▼

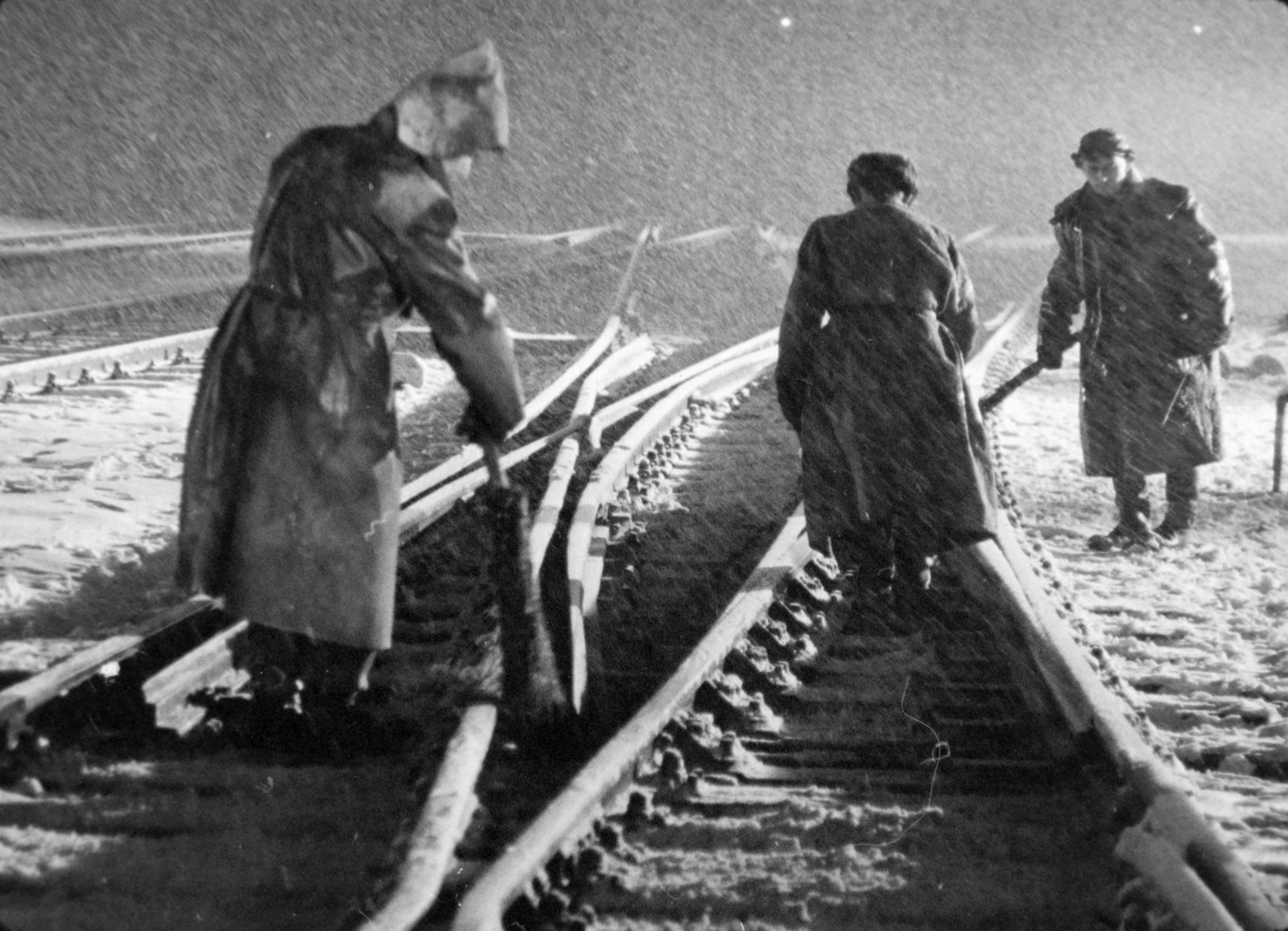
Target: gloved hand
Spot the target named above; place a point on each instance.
(476, 426)
(1050, 356)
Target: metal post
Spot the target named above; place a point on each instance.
(1279, 437)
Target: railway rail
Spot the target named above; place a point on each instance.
(723, 671)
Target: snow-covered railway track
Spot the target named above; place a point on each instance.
(822, 795)
(124, 702)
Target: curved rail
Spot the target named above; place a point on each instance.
(532, 410)
(572, 811)
(448, 810)
(629, 405)
(609, 476)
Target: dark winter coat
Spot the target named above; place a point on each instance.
(291, 476)
(1157, 294)
(879, 319)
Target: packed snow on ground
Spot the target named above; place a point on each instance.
(1198, 631)
(89, 491)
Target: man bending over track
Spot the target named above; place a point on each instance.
(291, 474)
(879, 319)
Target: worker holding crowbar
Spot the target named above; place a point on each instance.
(291, 476)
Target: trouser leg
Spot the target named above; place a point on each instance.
(1183, 495)
(1183, 492)
(1133, 501)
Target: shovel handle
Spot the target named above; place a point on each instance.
(1009, 386)
(496, 476)
(1022, 377)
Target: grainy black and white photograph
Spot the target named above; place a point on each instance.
(643, 465)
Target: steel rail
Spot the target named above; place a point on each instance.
(23, 698)
(612, 323)
(631, 403)
(628, 360)
(531, 411)
(1090, 706)
(72, 364)
(446, 813)
(126, 300)
(609, 476)
(420, 513)
(126, 237)
(612, 768)
(210, 658)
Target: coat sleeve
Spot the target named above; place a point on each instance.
(1062, 295)
(1201, 295)
(960, 315)
(803, 315)
(428, 261)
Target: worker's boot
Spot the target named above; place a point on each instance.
(1182, 505)
(1133, 527)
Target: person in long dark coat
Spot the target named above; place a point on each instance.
(879, 319)
(291, 476)
(1153, 278)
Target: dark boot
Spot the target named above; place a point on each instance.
(1133, 527)
(1182, 505)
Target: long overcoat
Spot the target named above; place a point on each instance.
(1156, 287)
(291, 474)
(877, 321)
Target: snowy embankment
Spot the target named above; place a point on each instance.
(1198, 632)
(89, 488)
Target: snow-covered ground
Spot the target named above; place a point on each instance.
(1199, 631)
(89, 489)
(89, 483)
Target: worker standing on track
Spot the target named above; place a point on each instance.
(877, 322)
(291, 476)
(1156, 286)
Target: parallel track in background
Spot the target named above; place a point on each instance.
(663, 510)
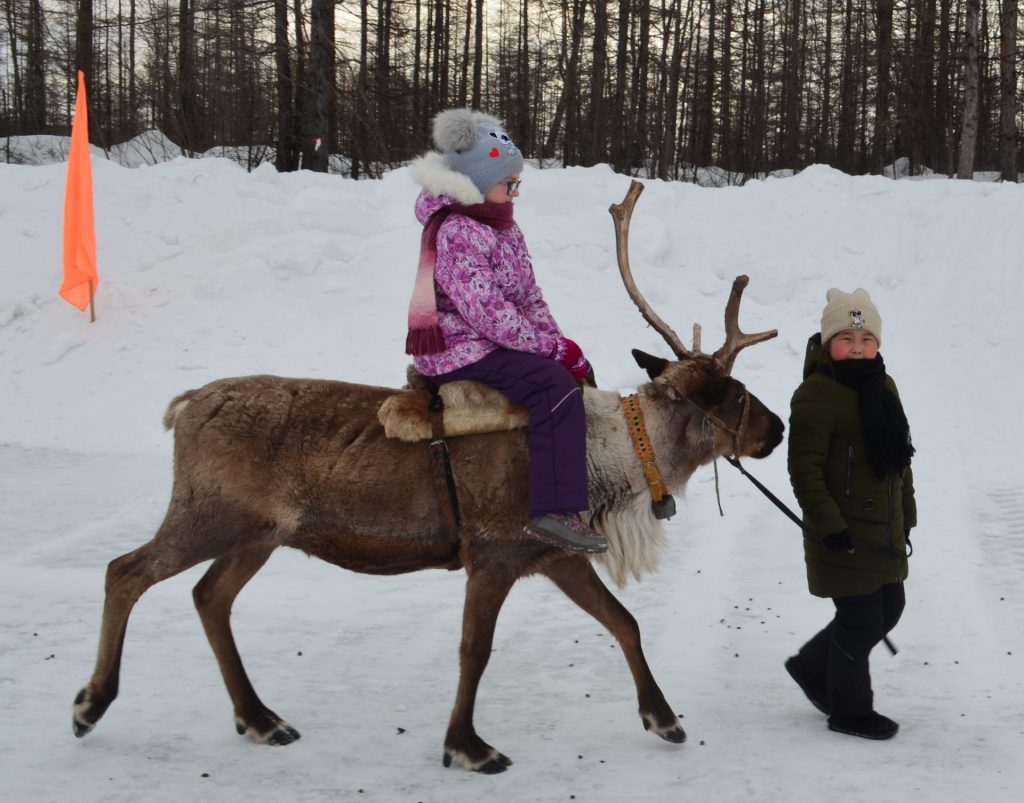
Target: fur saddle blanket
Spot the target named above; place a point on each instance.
(470, 408)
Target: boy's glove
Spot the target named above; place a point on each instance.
(570, 355)
(839, 542)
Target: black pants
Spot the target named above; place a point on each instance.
(838, 654)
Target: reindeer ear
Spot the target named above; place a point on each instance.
(652, 365)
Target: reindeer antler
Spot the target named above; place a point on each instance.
(621, 214)
(735, 340)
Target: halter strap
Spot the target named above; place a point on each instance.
(643, 447)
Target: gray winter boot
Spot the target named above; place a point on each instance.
(565, 531)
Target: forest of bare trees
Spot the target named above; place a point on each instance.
(648, 86)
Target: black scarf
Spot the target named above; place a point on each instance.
(886, 429)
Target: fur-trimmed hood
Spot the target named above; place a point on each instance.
(430, 172)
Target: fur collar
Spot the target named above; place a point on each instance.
(430, 172)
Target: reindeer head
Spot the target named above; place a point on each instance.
(744, 426)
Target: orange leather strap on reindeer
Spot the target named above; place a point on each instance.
(643, 448)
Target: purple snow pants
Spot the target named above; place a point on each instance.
(557, 437)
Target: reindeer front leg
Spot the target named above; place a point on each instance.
(577, 578)
(485, 592)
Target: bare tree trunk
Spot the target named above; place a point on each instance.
(619, 124)
(943, 102)
(478, 55)
(35, 80)
(132, 87)
(84, 57)
(186, 76)
(18, 99)
(303, 142)
(286, 159)
(883, 124)
(358, 144)
(597, 133)
(969, 130)
(322, 75)
(1008, 81)
(726, 148)
(567, 100)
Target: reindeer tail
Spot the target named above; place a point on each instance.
(174, 409)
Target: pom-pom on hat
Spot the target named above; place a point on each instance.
(849, 310)
(475, 144)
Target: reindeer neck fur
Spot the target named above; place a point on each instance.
(621, 505)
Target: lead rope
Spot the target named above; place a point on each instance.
(734, 461)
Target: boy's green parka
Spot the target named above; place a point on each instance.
(837, 489)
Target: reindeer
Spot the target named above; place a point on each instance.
(262, 462)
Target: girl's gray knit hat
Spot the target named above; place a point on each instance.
(475, 144)
(849, 310)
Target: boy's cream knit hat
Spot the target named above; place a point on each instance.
(849, 310)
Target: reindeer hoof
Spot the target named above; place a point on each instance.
(673, 732)
(284, 735)
(279, 734)
(80, 723)
(79, 727)
(492, 765)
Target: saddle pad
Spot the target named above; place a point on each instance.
(470, 408)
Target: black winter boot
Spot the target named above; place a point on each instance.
(871, 725)
(813, 687)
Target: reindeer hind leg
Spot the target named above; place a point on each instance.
(485, 592)
(577, 578)
(128, 578)
(214, 595)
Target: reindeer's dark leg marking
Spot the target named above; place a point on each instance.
(485, 592)
(577, 578)
(214, 595)
(127, 579)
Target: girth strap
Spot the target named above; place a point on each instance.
(448, 497)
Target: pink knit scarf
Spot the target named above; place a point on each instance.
(425, 336)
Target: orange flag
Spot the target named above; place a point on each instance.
(81, 278)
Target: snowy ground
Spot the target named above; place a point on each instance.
(209, 271)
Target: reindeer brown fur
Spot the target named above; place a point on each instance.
(263, 462)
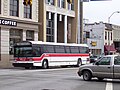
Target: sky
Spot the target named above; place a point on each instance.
(97, 11)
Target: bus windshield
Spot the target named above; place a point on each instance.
(23, 52)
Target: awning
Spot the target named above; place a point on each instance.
(109, 48)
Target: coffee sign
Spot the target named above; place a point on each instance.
(8, 22)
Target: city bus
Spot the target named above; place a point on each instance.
(30, 54)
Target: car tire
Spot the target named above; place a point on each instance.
(45, 64)
(100, 79)
(87, 75)
(79, 63)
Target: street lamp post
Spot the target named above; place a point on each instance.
(109, 33)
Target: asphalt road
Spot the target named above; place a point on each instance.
(51, 79)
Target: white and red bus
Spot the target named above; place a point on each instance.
(29, 54)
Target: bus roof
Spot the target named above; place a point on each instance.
(52, 43)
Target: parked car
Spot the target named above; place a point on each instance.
(94, 58)
(107, 67)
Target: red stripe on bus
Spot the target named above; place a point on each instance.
(52, 55)
(59, 55)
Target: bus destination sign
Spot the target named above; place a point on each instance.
(8, 22)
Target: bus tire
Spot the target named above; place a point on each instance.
(45, 64)
(79, 63)
(27, 67)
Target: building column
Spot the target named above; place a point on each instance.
(55, 27)
(65, 29)
(4, 47)
(35, 36)
(24, 35)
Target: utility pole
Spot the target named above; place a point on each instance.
(81, 22)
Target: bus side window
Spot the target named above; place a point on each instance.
(36, 51)
(84, 50)
(74, 49)
(67, 49)
(59, 49)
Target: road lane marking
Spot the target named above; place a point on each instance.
(109, 85)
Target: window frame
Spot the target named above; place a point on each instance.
(28, 11)
(14, 8)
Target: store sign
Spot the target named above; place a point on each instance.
(8, 22)
(93, 43)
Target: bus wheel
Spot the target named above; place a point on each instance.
(27, 67)
(45, 64)
(79, 63)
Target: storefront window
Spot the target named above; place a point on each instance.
(50, 28)
(28, 11)
(15, 37)
(29, 35)
(50, 2)
(14, 8)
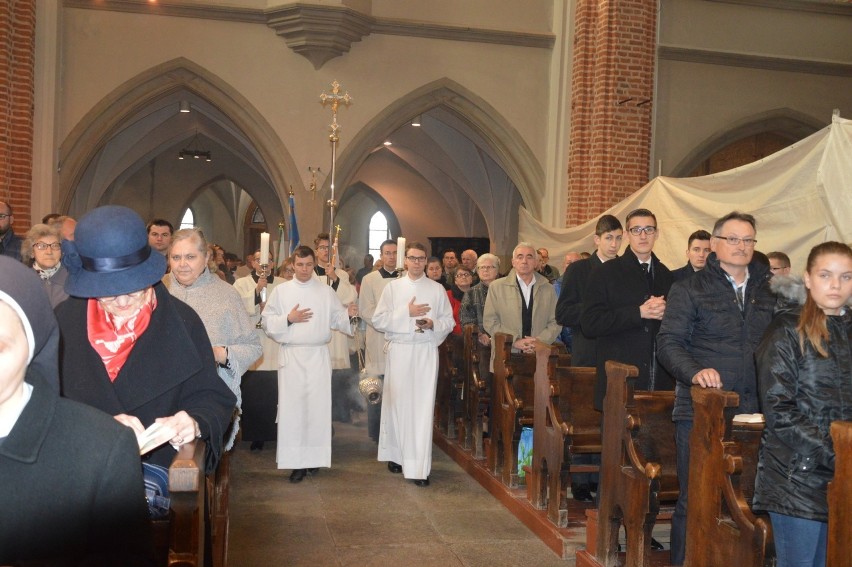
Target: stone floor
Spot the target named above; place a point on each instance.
(359, 514)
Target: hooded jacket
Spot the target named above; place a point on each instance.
(704, 328)
(802, 394)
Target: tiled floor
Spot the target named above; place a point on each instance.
(359, 514)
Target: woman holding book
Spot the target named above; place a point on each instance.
(131, 350)
(805, 381)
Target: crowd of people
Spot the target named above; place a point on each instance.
(177, 340)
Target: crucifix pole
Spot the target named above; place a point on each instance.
(335, 99)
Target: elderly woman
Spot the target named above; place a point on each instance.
(460, 286)
(236, 344)
(70, 480)
(129, 349)
(488, 268)
(42, 250)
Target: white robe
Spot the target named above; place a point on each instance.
(246, 287)
(411, 372)
(374, 352)
(304, 370)
(339, 345)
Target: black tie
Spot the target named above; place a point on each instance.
(648, 275)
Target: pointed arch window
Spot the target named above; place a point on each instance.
(188, 220)
(377, 233)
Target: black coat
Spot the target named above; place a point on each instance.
(171, 368)
(611, 315)
(71, 486)
(802, 393)
(570, 307)
(704, 328)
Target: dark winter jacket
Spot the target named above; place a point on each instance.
(171, 368)
(570, 307)
(611, 315)
(704, 328)
(802, 393)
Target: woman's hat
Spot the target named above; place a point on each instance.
(110, 255)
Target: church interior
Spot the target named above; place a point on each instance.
(438, 121)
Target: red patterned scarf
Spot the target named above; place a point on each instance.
(113, 344)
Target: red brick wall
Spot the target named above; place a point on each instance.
(17, 56)
(612, 86)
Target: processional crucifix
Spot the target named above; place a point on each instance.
(335, 98)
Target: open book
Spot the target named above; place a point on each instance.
(153, 437)
(749, 418)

▲

Your task is to retype the lines running from the one that contains "Target: store sign" through the end of the records, and nothing else. Pictures are not part of the copy.

_Full output:_
Target: store sign
Spot the target named above; place a point on each instance.
(8, 22)
(93, 43)
Target: bus wheel
Spot the target named above; place a point on each instance.
(27, 67)
(45, 64)
(79, 63)
Target: storefront window
Spot the target named above; place a point on each instance.
(50, 28)
(28, 11)
(15, 37)
(29, 35)
(50, 2)
(14, 8)
Target: stone floor
Spot the target named above; place a point on each instance.
(359, 514)
Target: hooded jacket
Spot the target named above; place a point on each instance.
(704, 328)
(802, 394)
Target: tiled floor
Spot the target named above; place a point on each instance.
(359, 514)
Target: woman holding book
Spot the target named above; place a point on each instance.
(131, 350)
(805, 381)
Target: crowd of people
Spot the target named above; place a point on each instance.
(177, 340)
Target: crucifix pole
Spot the target named above; place a point on each instance.
(335, 99)
Target: elderly woman
Spot the target named above; place a point on each instance.
(460, 286)
(236, 344)
(70, 480)
(129, 349)
(488, 268)
(42, 250)
Target: white robe
Spot the target named above; place a point on each instance.
(246, 287)
(411, 372)
(374, 352)
(304, 370)
(339, 345)
Target: black tie
Spot the target named above; place a point on each instance.
(648, 275)
Target: pointed arch window
Spot the target named above; place a point on each instance.
(188, 220)
(377, 233)
Target: black coat
Spot the target named above; place a point on each instance.
(171, 368)
(611, 315)
(71, 486)
(802, 393)
(570, 307)
(704, 328)
Target: dark winter jacket
Spot the target named above; place a point on each instance.
(171, 368)
(570, 307)
(611, 315)
(704, 328)
(802, 393)
Target: woman's hat
Spot the target named above; place a point on each instance.
(110, 255)
Target: church interior
Spot the target named above; place a point on each instance.
(438, 121)
Target: red patterned scarf
Spot the target named above; place a point on each instance.
(113, 344)
Target: red brick wall
Spot the target named above; place a point on each instance.
(17, 56)
(612, 86)
Target: processional crucifix
Spot the target named above; place a point on each instance.
(335, 98)
Target: open book
Spot the target named above; place a point on each instance.
(153, 437)
(749, 418)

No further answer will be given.